Work to complete: Starting at the line with "Record the location of each instance of the glasses lens" in it, reproduce each line below through the last one, exactly, and include nothing else.

-- Start Listed entries --

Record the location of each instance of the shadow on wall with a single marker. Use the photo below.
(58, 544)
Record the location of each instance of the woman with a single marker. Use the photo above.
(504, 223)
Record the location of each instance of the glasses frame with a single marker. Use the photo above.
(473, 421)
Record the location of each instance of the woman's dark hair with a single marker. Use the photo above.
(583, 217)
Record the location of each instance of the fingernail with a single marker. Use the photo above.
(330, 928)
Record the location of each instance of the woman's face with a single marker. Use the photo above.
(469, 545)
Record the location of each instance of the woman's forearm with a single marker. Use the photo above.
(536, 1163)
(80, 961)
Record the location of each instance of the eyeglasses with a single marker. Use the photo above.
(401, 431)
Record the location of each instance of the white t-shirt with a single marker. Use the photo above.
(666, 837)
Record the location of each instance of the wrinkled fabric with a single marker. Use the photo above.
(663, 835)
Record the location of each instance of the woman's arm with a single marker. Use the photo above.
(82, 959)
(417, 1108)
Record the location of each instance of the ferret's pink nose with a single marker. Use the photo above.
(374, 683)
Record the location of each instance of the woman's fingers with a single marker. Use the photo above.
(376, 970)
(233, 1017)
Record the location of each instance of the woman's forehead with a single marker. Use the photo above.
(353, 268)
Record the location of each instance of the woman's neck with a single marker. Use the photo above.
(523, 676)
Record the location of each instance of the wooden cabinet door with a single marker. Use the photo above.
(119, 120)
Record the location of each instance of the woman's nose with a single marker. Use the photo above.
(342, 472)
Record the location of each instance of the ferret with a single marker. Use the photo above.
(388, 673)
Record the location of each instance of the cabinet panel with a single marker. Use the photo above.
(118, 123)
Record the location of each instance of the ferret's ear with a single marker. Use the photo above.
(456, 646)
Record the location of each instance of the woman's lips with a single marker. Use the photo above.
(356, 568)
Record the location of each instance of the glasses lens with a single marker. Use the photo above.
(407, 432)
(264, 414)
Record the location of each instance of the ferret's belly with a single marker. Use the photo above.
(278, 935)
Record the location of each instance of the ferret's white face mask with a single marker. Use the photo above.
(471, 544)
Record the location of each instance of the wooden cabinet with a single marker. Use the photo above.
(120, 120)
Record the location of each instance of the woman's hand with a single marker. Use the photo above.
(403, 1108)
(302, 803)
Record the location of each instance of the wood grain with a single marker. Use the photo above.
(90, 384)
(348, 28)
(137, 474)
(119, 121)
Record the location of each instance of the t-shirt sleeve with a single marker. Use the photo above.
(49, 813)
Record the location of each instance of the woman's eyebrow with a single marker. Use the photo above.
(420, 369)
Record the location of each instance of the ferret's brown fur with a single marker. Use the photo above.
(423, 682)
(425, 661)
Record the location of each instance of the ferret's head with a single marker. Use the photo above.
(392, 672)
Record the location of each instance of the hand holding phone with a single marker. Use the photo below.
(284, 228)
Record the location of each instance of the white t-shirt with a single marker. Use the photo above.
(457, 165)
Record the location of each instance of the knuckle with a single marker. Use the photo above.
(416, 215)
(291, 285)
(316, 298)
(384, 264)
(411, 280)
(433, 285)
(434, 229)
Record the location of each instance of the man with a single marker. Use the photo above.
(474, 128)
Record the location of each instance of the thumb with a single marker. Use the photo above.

-- End Listed entries --

Finished exercise:
Record the location of each instance of the glasses lens with a single marker. Use the photo above.
(407, 432)
(264, 414)
Record the location of each instance of the ferret's belly with a single marker. Use the photo above.
(278, 935)
Record the location of each instance of the ferret's white face mask with a single marker. Use the photo above.
(471, 544)
Record the location of each instance of the wooden cabinet with a single marker. Use the photo above.
(120, 120)
Record the location of each instance of the woman's hand with a single marker. Use the photo above.
(403, 1108)
(302, 803)
Record the location of each instance of the wood grain with a single marker. Use the photo above.
(90, 384)
(348, 28)
(137, 474)
(119, 121)
Record the location of each instance of the t-shirt sleeve with a single marker. Use the photo above.
(49, 813)
Record the location of each instance of the woman's eyebrow with a single marker. Use the photo above.
(420, 369)
Record the location of each instance of the ferret's brown fur with a single marker. Use the photo above.
(423, 682)
(425, 661)
Record the location of each instance of the ferret's head with a single marker. Use the photo above.
(392, 672)
Record the location of each instance of the hand holding phone with a single marker. Use the photo below.
(284, 228)
Record the location of each instance of the white t-shirt with a single marker. Use the photo above.
(457, 165)
Record the location of each instance of the knuckle with a single marker. Use the photo above.
(416, 215)
(291, 285)
(316, 298)
(384, 264)
(411, 280)
(433, 285)
(434, 229)
Record the location of each instance of the man with a single marker. Use the photo above.
(474, 128)
Record the location of each instance of the thumb with a single marker. Use the photo above.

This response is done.